• **TAREFA 1**
Liste, por favor, todas as linhas dos registros que contêm a palavra "field".

• **TRECHO DO DOCUMENTO**
□ □ □

Synteesi 1/1999: 54--6, Helsinki: Suomen Semiotikan Seura

Leonardo Music Journal 9, Cambridge: MIT Press, 1999

 

No início do mês de abril de 1999, professores, funcionários e alunos do Departamento de Música da Universidade Federal de Pernambuco, em Recife, foram convidados para um recital de Arnaldo Cohen, pianista brasileiro radicado em Londres, e solicitou-se que confirmassem presença. O convite foi formulado pelo Banco Sudameris, afiliado ao Banque Sudameris de Paris e controlado pelo Grupo Banca Commerciale Italiana de Milão. Sudameris está abrindo sua agência universitária nas instalações recém inauguradas do Centro de Convenções da Universidade Federal de Pernambuco, onde o recital se realizaria.

 

O que viria a ser, numa história de revoltas e traições, o estado de Pernambuco, teve sua origem em um dos primeiros sucessos administrativos da jovem colônia portuguesa. Rica em pau Brasil, a região foi disputada por holandeses, franceses, espanhóis e piratas ingleses. A cidade de Recife cresceu às vistas de Olinda --- patrimônio histórico da humanidade --- como a contrapartida comercial da aristocrática vila, gradualmente assumindo a liderança econômica até chegar à posição de metrópole do nordeste brasileiro. Nestas praias, o Brasil foi descoberto por Pinzon e não por Cabral e os ferozes índios Caeté devoraram o infeliz Bispo Sardinha, antecipando os antropófagos urbanos. Hoje, santos americanos dos últimos dias passeiam pela cidade seduzindo com louridão sanificada mamelucos, cafusos, mulatos e mestiços.

 

Pernambuco vangloria-se da mais antiga aristocracia do país. A Senhora Carmem Mayrink Veiga, antigamente uma das dez damas mais bem vestidas da sociedade carioca e uma beldade, hoje ganha a vida aqui, mantendo as camadas inferiores informadas sobre o permitido e o proibido pela alta etiqueta nas páginas do equivalente local ao Sun londrino (devorada que foi sua fortuna por taxas de juro extorsivas cobradas sobre contribuições previdenciárias de antigos empregados, que ela costumava tomar de empréstimo ao erário público): "naquele tempo os homens costumavam usar casaca... hoje eles se queixam para vestir um paletó!" Tratava-se de meu début na sociedade local e eu não desejava estar nem excessivamente nem insuficientemente vestido: sapato de camurça marrom claro, meias brancas (suburbano em Londres mas comme il faut em Recife), calça bege claro, a melhor camisa branca (com botões de madrepérola), paletó sob medida de linho terracota e uma longa corrente prateada entre o bolso da calça e o cós. Para dar um toque cafajeste, um pouco daquela fantástica cera gel que eu trouxe de Dublim e, para finalizar, as madeiras exóticas de Ever by Applewoods. "Carlos... como você está bonito!", a vizinha balbuciou embasbacada quando eu fechei a porta.

□ □ □

Trechos de um conjunto de dados de rotulagem de pontos:
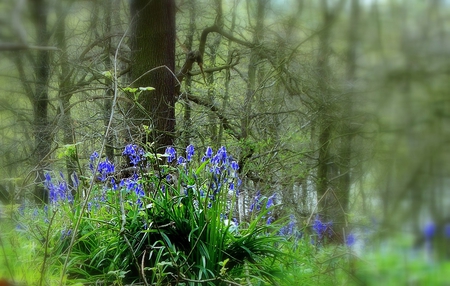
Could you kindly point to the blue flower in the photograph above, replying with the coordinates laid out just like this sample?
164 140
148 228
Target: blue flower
92 159
447 230
351 239
270 201
181 160
170 153
75 180
234 165
105 168
208 154
189 152
288 229
134 153
322 228
429 230
256 202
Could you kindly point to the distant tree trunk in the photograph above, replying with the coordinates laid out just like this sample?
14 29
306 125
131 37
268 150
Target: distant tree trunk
247 105
331 201
109 93
153 45
41 127
64 93
348 131
186 132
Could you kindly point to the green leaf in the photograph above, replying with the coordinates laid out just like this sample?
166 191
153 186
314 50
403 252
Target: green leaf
148 88
130 89
107 74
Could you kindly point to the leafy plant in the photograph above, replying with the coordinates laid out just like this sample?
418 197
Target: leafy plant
171 220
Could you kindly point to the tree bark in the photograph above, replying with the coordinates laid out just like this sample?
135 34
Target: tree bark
153 46
42 131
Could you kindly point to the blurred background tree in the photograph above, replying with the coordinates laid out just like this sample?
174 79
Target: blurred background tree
340 107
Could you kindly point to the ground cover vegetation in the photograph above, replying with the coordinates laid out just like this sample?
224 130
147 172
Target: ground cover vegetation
225 142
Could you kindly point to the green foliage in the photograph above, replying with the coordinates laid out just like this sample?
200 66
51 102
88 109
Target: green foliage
168 223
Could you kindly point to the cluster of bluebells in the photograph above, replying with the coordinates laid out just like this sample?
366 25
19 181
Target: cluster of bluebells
350 240
224 168
59 191
322 229
289 229
134 154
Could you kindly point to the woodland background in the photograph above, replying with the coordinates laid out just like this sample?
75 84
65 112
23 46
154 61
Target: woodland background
340 107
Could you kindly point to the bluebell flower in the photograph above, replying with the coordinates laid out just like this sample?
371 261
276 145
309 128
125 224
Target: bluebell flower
234 165
189 152
321 228
288 230
92 159
75 180
134 153
181 160
256 204
447 230
105 168
170 153
429 230
208 154
351 239
270 201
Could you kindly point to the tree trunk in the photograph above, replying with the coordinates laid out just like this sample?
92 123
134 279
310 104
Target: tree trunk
153 46
42 130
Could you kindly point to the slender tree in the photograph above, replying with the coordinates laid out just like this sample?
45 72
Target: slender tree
153 64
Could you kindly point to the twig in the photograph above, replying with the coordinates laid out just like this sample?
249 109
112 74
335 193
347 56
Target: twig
47 239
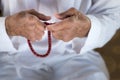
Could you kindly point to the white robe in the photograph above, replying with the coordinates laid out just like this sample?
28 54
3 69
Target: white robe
73 60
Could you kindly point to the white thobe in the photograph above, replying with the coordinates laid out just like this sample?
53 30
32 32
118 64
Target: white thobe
73 60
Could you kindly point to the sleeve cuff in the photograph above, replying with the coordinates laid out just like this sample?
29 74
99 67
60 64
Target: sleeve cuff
93 36
6 43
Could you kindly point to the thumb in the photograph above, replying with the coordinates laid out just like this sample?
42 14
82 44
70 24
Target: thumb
39 15
66 14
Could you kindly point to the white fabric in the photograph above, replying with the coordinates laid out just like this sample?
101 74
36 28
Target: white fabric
72 60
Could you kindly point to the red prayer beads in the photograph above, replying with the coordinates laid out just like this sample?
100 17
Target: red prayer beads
49 45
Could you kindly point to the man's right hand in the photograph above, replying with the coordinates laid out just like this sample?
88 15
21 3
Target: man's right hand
26 24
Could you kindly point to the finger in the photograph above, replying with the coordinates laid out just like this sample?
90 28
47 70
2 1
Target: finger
65 24
57 35
40 26
39 15
66 14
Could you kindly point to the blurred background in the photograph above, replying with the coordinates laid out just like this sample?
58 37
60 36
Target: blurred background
111 55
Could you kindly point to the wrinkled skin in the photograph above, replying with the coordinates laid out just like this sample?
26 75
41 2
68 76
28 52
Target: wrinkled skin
73 24
28 24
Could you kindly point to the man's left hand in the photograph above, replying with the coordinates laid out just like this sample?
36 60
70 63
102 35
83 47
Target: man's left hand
73 24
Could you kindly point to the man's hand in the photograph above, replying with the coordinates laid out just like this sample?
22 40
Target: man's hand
73 24
26 24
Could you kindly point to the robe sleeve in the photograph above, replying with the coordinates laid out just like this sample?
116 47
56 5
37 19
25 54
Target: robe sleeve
5 41
105 21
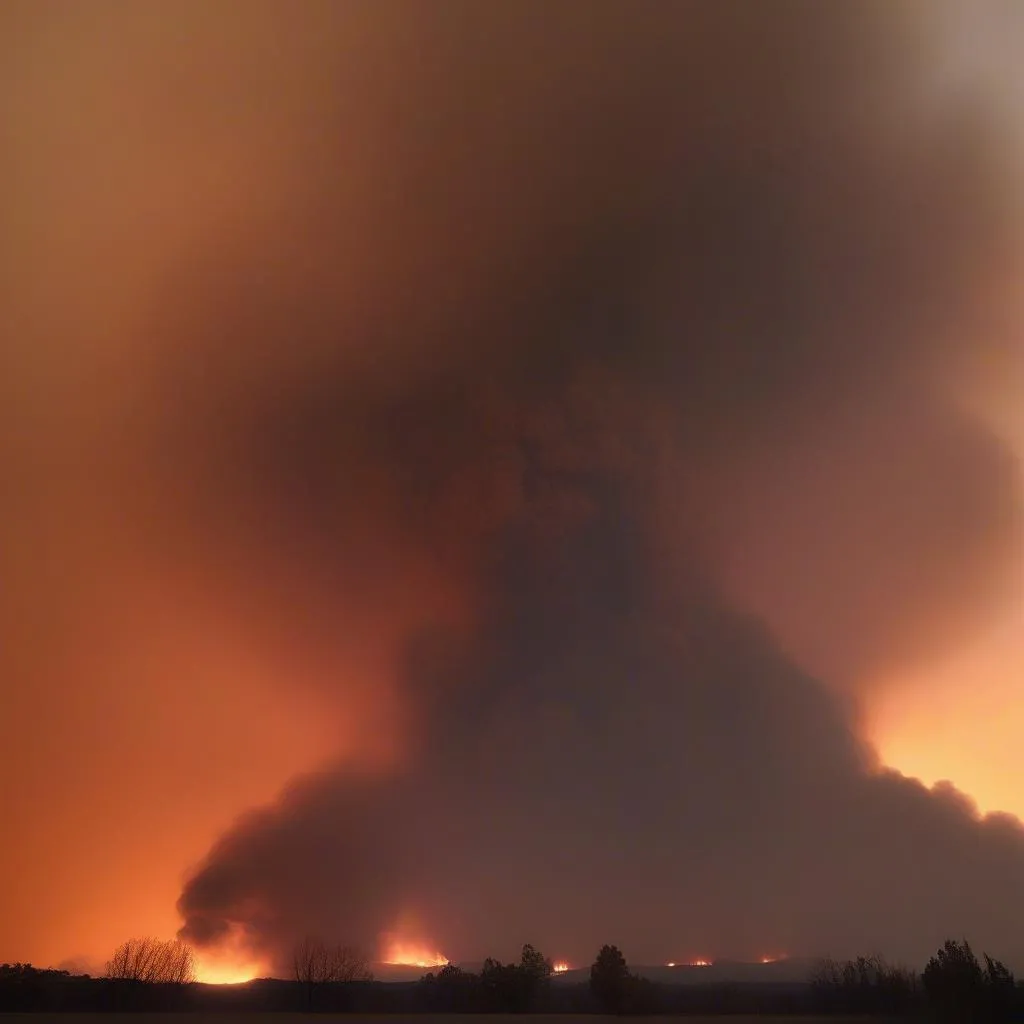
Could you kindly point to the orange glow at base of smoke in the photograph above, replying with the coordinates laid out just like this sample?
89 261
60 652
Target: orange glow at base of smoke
224 970
409 953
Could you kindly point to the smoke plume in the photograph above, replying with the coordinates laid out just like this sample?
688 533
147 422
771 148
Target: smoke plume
571 392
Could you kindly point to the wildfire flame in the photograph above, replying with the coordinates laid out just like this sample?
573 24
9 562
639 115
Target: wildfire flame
413 954
212 969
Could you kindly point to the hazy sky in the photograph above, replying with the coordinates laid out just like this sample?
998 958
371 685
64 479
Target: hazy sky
461 459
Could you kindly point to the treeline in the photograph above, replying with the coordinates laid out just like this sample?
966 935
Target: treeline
150 976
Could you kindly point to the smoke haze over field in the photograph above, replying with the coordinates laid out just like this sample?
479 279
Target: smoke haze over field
522 433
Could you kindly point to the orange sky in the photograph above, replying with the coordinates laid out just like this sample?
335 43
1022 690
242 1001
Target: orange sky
108 828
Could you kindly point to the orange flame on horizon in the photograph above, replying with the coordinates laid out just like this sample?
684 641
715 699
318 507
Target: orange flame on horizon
226 969
413 953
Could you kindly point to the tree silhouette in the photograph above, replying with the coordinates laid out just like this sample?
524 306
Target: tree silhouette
535 964
610 980
315 963
954 982
153 962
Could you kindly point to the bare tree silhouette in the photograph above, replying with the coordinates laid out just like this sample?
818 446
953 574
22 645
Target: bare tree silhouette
153 961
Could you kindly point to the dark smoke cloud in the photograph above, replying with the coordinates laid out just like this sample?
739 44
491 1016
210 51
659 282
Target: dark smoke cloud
586 374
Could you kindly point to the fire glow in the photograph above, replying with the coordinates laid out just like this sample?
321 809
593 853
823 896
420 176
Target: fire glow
413 954
213 970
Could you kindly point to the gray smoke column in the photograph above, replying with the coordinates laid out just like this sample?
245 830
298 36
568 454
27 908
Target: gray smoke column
590 371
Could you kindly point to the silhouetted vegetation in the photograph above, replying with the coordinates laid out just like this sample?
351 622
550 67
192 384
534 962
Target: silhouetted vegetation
315 964
864 985
955 986
153 962
961 989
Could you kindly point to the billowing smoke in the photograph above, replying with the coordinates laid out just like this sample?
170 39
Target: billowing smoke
576 387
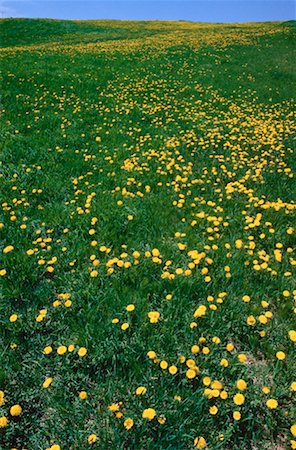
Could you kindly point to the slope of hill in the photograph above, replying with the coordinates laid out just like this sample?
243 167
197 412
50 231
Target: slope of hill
147 235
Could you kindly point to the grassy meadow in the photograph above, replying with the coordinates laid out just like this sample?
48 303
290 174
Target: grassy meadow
147 236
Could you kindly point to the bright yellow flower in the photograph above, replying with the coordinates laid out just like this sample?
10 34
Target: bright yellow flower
200 442
82 351
15 410
8 249
149 414
92 438
47 383
271 403
141 390
128 423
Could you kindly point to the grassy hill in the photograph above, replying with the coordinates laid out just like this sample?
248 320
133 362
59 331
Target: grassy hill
147 235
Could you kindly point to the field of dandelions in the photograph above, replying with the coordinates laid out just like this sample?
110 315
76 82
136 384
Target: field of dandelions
147 236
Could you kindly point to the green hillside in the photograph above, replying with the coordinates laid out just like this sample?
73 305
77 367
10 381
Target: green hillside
147 235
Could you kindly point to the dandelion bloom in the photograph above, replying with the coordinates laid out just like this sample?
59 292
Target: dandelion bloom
15 410
200 442
153 316
47 383
280 355
82 395
141 390
82 351
292 335
3 422
8 249
239 399
241 385
92 438
61 350
128 423
271 403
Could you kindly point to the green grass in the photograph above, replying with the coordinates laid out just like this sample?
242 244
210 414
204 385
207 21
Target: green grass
196 139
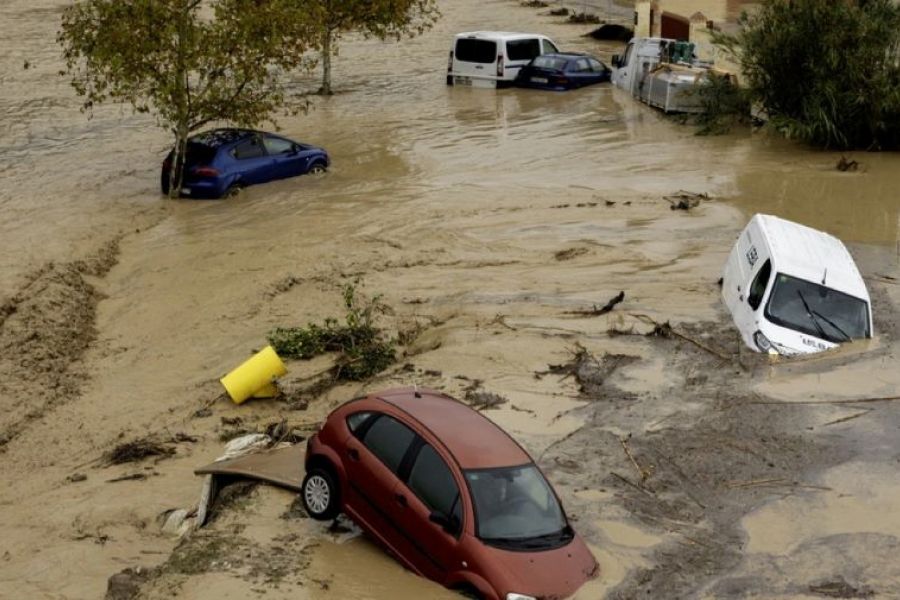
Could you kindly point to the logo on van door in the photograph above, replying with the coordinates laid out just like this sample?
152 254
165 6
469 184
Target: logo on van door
752 256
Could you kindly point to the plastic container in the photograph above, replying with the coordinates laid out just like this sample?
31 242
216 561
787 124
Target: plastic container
254 376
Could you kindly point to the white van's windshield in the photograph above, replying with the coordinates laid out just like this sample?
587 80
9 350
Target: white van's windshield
474 50
817 310
523 49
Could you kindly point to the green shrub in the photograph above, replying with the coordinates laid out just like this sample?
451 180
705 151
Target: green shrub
363 349
824 71
724 104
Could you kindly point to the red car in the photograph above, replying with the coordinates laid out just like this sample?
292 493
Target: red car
448 493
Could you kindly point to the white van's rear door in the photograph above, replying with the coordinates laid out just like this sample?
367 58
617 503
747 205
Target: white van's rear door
519 53
474 58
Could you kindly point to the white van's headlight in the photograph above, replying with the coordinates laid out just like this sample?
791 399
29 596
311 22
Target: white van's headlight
763 343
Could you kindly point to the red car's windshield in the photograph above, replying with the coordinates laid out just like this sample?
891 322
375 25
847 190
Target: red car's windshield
515 505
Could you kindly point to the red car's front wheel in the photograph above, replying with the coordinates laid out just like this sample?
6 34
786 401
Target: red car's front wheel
320 495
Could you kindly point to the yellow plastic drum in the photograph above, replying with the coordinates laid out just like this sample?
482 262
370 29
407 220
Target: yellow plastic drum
255 375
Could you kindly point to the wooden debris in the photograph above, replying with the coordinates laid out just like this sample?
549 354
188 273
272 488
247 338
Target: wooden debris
847 164
596 311
644 474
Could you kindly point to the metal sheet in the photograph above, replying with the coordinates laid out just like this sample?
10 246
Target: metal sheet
282 467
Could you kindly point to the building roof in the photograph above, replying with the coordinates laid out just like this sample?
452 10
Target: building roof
812 255
473 439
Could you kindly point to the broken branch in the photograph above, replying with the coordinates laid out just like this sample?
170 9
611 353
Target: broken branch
595 311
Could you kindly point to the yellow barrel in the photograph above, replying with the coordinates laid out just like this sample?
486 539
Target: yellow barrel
255 374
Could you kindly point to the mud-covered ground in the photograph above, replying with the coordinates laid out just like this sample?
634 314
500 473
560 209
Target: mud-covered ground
487 220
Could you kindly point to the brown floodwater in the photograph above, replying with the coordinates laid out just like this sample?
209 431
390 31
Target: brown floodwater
453 203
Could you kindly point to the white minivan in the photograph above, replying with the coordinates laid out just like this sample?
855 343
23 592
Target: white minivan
792 289
493 58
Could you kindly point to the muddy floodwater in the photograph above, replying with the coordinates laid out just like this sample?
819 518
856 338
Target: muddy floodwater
487 220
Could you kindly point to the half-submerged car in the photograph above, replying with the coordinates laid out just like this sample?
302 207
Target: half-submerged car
221 161
448 493
492 59
562 71
792 289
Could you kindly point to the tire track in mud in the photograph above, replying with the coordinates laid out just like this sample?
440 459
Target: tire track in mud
45 329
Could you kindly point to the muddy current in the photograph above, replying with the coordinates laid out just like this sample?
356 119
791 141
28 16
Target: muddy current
487 220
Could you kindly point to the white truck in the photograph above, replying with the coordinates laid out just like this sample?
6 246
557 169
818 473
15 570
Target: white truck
661 72
792 289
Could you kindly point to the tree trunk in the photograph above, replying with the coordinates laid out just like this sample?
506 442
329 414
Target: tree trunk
176 172
326 64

□ □ □

• **TAREFA 2**
Passe para o inglês esta frase do trecho do documento: "Rica em pau Brasil, a região foi disputada por holandeses, franceses, espanhóis e piratas ingleses."

• **RESOLUÇÃO 1**
Could you kindly point to the smoke haze over field in the photograph above, replying with the coordinates laid out just like this sample?
Target: smoke haze over field
Could you kindly point to the field of dandelions in the photograph above, replying with the coordinates laid out just like this sample?
Target: field of dandelions

• **RESOLUÇÃO 2**
Rich in brazilwood, the region was fought over by the Dutch, the French, the Spanish, and English pirates.